Please return, word for word, the lines of the items below, from the line containing "Mark one point on every instance of the dishwasher" through the line containing "pixel 565 316", including both of those lines.

==== Rows ====

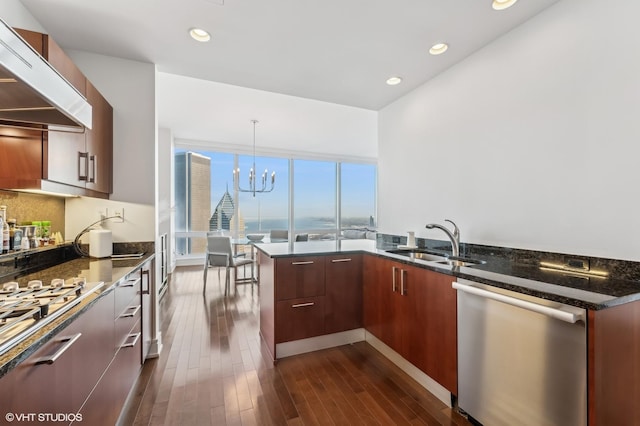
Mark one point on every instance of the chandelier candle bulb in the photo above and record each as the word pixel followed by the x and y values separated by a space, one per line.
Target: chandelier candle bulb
pixel 253 178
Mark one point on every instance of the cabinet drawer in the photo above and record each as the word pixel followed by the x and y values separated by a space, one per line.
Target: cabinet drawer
pixel 126 291
pixel 299 277
pixel 106 401
pixel 299 318
pixel 125 322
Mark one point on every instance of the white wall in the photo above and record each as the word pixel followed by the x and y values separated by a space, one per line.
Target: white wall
pixel 205 113
pixel 165 205
pixel 529 143
pixel 16 15
pixel 129 87
pixel 132 94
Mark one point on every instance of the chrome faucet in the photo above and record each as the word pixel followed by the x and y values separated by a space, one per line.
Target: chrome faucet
pixel 453 236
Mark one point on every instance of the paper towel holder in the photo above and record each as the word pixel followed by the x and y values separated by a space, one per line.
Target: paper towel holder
pixel 76 242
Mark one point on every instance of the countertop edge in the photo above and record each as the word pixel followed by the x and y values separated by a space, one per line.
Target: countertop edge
pixel 548 291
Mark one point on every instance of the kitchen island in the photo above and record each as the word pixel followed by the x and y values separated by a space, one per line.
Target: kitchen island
pixel 612 321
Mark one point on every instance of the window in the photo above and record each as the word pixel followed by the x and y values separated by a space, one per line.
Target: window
pixel 357 195
pixel 314 189
pixel 327 197
pixel 265 211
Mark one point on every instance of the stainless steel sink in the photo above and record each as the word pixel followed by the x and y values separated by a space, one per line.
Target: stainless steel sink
pixel 430 257
pixel 441 259
pixel 461 261
pixel 419 254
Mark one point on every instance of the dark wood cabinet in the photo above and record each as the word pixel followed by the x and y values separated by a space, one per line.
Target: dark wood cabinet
pixel 343 289
pixel 99 143
pixel 299 296
pixel 414 312
pixel 60 375
pixel 108 398
pixel 76 163
pixel 299 318
pixel 298 277
pixel 147 286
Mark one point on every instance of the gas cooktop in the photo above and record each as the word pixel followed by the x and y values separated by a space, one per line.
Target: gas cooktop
pixel 25 310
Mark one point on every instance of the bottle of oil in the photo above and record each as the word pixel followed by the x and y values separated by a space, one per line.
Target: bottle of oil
pixel 5 229
pixel 12 235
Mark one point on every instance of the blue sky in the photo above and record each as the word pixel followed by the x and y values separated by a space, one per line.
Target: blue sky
pixel 314 189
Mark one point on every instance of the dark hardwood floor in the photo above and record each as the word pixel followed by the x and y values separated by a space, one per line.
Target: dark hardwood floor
pixel 212 372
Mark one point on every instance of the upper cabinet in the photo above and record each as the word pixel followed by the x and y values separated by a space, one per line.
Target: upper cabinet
pixel 62 161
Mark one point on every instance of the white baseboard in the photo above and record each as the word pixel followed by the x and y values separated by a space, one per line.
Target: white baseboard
pixel 311 344
pixel 416 374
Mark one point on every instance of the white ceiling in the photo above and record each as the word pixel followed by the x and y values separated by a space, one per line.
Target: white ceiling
pixel 339 51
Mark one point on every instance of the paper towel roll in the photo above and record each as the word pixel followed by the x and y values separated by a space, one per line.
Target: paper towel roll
pixel 100 243
pixel 100 270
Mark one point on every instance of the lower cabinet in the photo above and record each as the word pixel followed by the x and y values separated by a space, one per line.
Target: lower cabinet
pixel 414 312
pixel 343 289
pixel 300 318
pixel 109 396
pixel 316 295
pixel 58 377
pixel 411 309
pixel 91 365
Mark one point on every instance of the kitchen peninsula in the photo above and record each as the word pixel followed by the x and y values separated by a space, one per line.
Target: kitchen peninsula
pixel 296 301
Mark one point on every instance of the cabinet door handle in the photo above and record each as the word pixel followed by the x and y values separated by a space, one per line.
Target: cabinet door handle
pixel 129 343
pixel 83 165
pixel 393 279
pixel 92 169
pixel 130 312
pixel 302 305
pixel 146 272
pixel 403 284
pixel 132 282
pixel 69 340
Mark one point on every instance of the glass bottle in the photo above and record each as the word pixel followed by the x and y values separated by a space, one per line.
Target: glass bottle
pixel 12 234
pixel 5 229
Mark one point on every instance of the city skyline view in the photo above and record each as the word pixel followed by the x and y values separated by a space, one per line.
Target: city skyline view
pixel 314 191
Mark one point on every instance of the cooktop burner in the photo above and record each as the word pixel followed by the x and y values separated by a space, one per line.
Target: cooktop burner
pixel 24 310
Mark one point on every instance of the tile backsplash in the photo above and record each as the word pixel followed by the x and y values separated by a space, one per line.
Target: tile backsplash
pixel 25 207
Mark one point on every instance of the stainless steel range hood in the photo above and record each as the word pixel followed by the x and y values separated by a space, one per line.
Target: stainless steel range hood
pixel 32 92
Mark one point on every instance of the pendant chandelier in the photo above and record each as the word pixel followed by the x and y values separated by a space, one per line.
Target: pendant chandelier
pixel 253 188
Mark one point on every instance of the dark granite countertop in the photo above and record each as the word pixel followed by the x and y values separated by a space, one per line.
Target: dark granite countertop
pixel 569 287
pixel 107 270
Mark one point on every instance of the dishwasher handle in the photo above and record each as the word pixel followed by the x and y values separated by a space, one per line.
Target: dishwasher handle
pixel 565 316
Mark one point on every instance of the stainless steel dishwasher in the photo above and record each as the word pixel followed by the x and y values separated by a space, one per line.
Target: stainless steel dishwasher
pixel 521 359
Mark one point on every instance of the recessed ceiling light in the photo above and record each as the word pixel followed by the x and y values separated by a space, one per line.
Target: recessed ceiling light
pixel 392 81
pixel 502 4
pixel 199 34
pixel 438 48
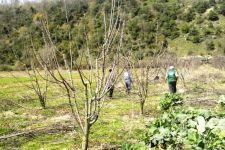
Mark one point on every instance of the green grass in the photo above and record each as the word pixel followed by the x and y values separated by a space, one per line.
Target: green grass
pixel 119 123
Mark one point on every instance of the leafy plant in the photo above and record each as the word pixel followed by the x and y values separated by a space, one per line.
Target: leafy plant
pixel 222 100
pixel 169 100
pixel 186 129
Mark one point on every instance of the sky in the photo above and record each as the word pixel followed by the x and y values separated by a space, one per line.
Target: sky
pixel 22 1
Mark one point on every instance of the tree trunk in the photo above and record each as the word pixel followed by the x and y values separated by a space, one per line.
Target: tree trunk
pixel 85 140
pixel 142 108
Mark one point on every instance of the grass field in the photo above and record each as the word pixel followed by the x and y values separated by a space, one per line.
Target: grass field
pixel 120 121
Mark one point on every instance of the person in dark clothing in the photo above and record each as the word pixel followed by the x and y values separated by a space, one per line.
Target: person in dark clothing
pixel 171 77
pixel 128 81
pixel 111 84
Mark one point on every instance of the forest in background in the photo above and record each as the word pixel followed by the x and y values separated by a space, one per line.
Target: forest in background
pixel 182 27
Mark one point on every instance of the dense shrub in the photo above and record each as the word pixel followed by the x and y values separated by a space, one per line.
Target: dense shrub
pixel 6 68
pixel 213 16
pixel 210 45
pixel 169 100
pixel 222 9
pixel 202 6
pixel 189 16
pixel 186 129
pixel 185 28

====

### Output of the exercise
Mark one point on every instance of the dishwasher handle in the photo above and record each as the word pixel followed by the x and y values separated by a space, one per line.
Target: dishwasher handle
pixel 565 316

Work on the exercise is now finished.